* [WHAT THE TASK ASKS] Every line of the records counts; transcribe each one exactly.

* [SUPPLIED ENTRIES]
========

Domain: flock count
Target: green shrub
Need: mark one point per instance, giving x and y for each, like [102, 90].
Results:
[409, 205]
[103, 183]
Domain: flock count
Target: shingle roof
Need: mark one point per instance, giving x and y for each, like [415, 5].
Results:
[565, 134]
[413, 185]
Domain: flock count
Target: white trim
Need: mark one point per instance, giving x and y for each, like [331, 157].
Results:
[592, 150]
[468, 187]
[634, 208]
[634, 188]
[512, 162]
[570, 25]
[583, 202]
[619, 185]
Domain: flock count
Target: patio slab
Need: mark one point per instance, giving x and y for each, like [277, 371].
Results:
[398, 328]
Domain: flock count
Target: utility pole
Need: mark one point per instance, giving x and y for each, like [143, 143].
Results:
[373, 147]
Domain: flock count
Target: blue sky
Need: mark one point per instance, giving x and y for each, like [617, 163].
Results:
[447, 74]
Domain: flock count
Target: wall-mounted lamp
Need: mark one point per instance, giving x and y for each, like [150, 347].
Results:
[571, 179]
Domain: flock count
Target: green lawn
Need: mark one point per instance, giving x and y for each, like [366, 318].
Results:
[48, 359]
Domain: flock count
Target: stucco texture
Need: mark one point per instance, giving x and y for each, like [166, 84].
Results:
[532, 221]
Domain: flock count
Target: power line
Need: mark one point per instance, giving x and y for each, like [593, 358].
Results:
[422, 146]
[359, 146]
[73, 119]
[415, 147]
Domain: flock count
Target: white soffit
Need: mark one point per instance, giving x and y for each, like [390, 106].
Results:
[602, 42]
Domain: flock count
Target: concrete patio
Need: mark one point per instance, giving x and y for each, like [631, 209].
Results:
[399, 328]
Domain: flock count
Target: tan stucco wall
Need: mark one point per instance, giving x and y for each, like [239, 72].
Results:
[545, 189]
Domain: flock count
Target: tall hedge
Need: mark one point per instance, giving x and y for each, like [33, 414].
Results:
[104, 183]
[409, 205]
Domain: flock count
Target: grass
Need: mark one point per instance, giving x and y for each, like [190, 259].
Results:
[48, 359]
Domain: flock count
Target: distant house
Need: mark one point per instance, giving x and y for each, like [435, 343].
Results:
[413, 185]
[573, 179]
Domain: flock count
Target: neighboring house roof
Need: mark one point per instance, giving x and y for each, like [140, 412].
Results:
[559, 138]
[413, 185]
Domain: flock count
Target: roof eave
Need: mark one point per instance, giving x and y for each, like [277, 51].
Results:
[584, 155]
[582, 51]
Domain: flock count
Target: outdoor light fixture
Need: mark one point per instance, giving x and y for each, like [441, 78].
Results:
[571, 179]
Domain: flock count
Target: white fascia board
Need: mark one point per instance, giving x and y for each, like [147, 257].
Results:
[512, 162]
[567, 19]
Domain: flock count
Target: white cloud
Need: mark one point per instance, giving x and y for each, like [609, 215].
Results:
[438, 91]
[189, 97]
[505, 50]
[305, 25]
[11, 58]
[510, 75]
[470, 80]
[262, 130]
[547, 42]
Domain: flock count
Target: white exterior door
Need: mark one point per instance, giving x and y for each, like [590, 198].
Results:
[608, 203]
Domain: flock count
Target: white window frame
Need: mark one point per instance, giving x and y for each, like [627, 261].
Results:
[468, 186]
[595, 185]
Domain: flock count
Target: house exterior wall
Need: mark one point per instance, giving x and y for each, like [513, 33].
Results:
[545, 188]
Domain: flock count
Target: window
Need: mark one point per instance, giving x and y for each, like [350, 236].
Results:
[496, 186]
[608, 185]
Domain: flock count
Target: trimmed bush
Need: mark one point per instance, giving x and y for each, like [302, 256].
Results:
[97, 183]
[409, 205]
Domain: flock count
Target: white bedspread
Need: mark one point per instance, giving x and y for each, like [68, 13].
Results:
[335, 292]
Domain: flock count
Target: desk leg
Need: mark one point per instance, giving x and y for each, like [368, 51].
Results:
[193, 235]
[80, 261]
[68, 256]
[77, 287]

========

* [TASK RESPONSE]
Domain: flock count
Target: green shrub
Need: mark one point per instance, giving x and y for each, like [102, 90].
Results:
[409, 205]
[103, 183]
Domain: flock count
Target: shingle roof
Need: mark one point per instance, giving x and y for each, like [415, 5].
Results:
[565, 134]
[413, 185]
Domain: flock count
Target: white trim
Need: mark one point per instance, giving x and y for each, like [331, 157].
Results:
[592, 150]
[468, 187]
[634, 208]
[634, 188]
[512, 162]
[570, 25]
[583, 202]
[619, 185]
Domain: flock count
Target: patio slab
Need: mark one point per instance, giving x and y for each, like [277, 371].
Results:
[398, 328]
Domain: flock count
Target: utility pole
Need: mark one point per instance, giving x and y for each, like [143, 143].
Results:
[373, 147]
Domain: flock count
Target: blue sky
Need: mark one point per instance, giving x and y for each, like [617, 163].
Results:
[447, 74]
Domain: flock count
Target: wall-mounted lamp
Need: mark one point per instance, giving x and y for each, like [150, 347].
Results:
[571, 179]
Domain: flock count
Target: green lawn
Need: mark one point per instance, giving x and y for each, like [366, 318].
Results:
[48, 359]
Domain: flock count
Target: stucco texture
Need: mark one point per instance, giving x and y for each, like [166, 84].
Results:
[532, 221]
Domain: flock count
Target: power line
Need: mark one point per instance, giving x and y for each, like [593, 358].
Results:
[422, 146]
[359, 146]
[73, 119]
[415, 147]
Domain: flock count
Target: white soffit
Need: mark one point per instance, giving x and y for each, like [390, 106].
Results:
[602, 42]
Domain: flock count
Target: concrete patio
Need: mark one point per instance, giving x and y for each, like [631, 209].
Results:
[399, 328]
Domain: flock count
Target: tan stucco wall
Need: mark one point per instance, giving x and y for each, like [239, 72].
Results:
[545, 189]
Domain: flock count
Target: tall hedge
Need: mark one point per instance, giving x and y for each, like [33, 414].
Results:
[104, 183]
[409, 205]
Domain: flock count
Target: grass
Need: mark one point per instance, giving x and y for each, like [190, 259].
Results:
[48, 359]
Domain: flock count
Target: distant house
Need: mark one point per instance, giving x and y for each, like [435, 343].
Results:
[413, 185]
[573, 179]
Domain: flock count
Target: neighboring house roof
Need: mark one point per instance, giving x and y for each, like [140, 412].
Results:
[559, 138]
[413, 185]
Domain: flock count
Target: roof eave
Need: mark one point per instance, giving x and y for each, like [277, 51].
Results:
[584, 155]
[582, 51]
Domain: flock count
Target: outdoor light fixture
Need: mark one point per instance, giving x and y for each, like [441, 78].
Results:
[571, 179]
Domain: flock count
Target: white fascia board
Need: mark one point per instance, giving x and y for each, like [147, 257].
Results:
[512, 162]
[567, 19]
Domain: flock count
Target: white cloud
Need: mark one point per instance, giving x and y for each, like [609, 215].
Results:
[438, 91]
[189, 97]
[505, 50]
[305, 25]
[11, 58]
[510, 75]
[470, 80]
[262, 130]
[547, 42]
Domain: flock count
Target: white exterior door
Need: mark one point per instance, giving x and y for each, like [590, 198].
Results:
[608, 203]
Domain: flock count
Target: white window frame
Need: mark one point per instance, giving x and y for each, like [627, 261].
Results:
[468, 186]
[595, 185]
Domain: flock count
Target: house exterior wall
Need: mark one point per instance, giving x and y for each, like [513, 33].
Results:
[545, 188]
Domain: flock count
Target: window
Need: mark one point per instance, giving x and y for each, like [350, 236].
Results:
[496, 186]
[608, 185]
Domain: flock count
Target: trimmed bush
Need: mark one point per instance, giving x and y for each, like [302, 256].
Results:
[97, 183]
[409, 205]
Domain: flock count
Target: white bedspread
Need: mark one point per instance, giving x and y for each, like [68, 13].
Results:
[335, 292]
Domain: flock count
Target: desk leg
Need: mark one point per instance, giving x and y for each, like [368, 51].
Results:
[193, 235]
[80, 261]
[68, 256]
[77, 287]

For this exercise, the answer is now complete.